§ **EXERCISE DETAILS**: Copy every line of the records below that holds the word "ceramic".

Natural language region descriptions
********
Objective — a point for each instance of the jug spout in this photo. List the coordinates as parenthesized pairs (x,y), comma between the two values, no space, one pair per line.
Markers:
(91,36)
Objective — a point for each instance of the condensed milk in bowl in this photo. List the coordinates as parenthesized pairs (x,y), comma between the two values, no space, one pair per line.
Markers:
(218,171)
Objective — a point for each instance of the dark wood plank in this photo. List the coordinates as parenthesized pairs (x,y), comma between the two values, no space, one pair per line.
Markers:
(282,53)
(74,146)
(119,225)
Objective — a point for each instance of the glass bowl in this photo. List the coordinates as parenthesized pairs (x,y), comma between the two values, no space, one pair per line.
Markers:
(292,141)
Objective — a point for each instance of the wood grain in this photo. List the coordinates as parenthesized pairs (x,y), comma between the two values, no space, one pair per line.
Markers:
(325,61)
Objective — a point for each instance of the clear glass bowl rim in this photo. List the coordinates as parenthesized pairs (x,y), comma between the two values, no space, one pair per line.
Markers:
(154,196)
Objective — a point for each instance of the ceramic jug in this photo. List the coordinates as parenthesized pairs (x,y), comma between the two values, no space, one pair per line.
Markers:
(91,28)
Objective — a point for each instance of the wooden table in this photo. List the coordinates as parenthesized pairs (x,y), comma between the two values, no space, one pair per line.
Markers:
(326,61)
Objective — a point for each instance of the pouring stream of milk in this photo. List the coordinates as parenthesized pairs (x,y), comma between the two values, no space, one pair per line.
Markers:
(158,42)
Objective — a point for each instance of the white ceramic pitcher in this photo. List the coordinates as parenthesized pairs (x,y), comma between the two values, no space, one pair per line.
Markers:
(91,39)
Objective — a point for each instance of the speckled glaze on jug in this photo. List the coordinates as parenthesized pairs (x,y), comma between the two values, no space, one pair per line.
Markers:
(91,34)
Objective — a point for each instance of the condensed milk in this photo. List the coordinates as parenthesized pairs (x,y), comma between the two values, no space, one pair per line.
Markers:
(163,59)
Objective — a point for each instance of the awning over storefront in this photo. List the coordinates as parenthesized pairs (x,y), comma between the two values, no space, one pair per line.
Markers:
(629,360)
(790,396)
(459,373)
********
§ **THE COMPLETED TASK**:
Objective — a point for each instance of the ceramic jug in this photo. List the coordinates as parenthesized pairs (x,y), comma between the two values, no space, one pair per line.
Objective — a point for each instance of the white ceramic pitcher in this photo. List the coordinates as parenthesized pairs (x,y), comma between the two values, no space, one pair per line.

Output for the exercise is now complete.